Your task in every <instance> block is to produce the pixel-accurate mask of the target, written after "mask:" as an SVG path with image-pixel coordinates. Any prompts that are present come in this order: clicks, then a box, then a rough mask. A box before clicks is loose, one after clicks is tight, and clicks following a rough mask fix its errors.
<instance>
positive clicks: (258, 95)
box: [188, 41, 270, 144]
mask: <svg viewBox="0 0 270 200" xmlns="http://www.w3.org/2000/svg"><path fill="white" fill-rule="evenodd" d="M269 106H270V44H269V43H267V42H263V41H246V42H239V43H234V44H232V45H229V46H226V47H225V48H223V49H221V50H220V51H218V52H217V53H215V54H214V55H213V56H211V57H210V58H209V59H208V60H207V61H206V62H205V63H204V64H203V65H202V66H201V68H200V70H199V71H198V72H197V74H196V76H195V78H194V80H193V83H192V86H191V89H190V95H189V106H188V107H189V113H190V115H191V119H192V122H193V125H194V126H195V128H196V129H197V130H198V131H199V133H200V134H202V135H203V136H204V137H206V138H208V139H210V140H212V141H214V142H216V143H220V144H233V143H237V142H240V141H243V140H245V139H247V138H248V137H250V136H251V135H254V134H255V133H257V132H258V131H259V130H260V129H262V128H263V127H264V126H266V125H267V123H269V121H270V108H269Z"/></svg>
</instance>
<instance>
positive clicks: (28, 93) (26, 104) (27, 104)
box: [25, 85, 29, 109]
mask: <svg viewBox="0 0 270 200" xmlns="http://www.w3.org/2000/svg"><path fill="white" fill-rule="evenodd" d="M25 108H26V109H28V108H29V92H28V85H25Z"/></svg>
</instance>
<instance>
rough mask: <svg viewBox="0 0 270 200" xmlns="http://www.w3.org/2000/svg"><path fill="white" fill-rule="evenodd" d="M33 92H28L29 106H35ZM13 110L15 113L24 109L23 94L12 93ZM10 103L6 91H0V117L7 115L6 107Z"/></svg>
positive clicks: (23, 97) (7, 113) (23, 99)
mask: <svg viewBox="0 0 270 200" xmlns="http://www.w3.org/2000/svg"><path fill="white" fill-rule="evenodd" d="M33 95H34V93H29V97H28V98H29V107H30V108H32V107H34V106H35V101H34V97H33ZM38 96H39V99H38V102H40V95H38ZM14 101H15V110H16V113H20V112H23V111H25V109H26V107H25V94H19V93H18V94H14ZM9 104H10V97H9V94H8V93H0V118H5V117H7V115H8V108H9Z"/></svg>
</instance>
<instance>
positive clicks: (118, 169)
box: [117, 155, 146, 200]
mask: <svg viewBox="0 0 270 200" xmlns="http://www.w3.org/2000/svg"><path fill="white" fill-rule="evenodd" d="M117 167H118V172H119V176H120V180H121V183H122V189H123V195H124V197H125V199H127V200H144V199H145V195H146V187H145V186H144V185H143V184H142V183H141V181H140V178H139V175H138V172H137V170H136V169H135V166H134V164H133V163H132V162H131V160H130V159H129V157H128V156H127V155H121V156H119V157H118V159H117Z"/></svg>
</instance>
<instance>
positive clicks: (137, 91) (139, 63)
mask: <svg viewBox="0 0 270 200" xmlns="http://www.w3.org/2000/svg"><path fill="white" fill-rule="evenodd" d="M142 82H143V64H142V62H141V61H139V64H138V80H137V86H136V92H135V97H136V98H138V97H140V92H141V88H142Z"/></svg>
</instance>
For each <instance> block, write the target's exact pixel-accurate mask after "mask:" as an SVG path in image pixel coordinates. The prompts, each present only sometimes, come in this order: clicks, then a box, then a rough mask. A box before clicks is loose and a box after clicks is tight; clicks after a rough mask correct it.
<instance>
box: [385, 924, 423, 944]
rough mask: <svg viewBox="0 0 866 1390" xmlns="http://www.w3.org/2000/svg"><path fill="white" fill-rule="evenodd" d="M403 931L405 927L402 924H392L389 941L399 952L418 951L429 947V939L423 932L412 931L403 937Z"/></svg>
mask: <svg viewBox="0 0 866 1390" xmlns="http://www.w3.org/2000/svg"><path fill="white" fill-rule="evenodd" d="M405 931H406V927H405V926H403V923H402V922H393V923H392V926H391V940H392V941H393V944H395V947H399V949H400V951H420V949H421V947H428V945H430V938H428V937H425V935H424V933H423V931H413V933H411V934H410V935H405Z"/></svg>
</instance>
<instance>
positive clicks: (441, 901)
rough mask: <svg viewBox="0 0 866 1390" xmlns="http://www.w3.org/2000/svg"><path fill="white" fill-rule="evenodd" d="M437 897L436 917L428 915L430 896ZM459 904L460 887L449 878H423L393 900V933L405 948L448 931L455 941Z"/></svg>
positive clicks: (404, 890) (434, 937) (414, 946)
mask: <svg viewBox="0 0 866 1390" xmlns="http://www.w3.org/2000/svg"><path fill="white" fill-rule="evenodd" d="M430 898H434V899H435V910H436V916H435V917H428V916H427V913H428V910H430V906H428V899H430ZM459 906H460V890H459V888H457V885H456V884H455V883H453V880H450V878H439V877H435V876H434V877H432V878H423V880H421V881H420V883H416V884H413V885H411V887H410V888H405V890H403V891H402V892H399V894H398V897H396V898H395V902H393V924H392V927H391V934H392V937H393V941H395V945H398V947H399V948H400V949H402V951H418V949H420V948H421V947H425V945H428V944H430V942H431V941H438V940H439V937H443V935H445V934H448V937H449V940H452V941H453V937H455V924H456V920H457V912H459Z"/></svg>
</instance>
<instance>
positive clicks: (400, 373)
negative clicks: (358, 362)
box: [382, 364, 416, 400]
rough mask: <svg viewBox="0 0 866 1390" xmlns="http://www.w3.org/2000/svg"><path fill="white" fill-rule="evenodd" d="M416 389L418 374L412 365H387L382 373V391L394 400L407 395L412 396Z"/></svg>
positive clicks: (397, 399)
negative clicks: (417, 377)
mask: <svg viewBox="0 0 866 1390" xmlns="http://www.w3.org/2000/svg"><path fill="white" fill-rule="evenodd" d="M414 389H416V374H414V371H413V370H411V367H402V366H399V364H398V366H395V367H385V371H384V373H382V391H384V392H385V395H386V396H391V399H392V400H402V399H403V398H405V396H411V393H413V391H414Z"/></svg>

______

_EXERCISE BRIEF_
Only lines containing the word "prompts" should be copied from the material above.

_TASK RESPONSE_
Your task in every <instance> block is to produce the pixel-accurate mask of the target, written after "mask:" as an SVG path with image-pixel coordinates. Any prompts that are present come in this order: clicks, then a box, then a rough mask. A box before clicks is loose, one after clicks is tight, and clicks following a rough mask fix its errors.
For each <instance> block, write the target's exact pixel-accurate mask after "mask:" as an SVG path in image pixel coordinates. The prompts, each present only sometimes, come in this order: clicks, then a box, then a rough mask. A box before clicks is loose and a box after clicks is tight; clicks after a rough mask correct it.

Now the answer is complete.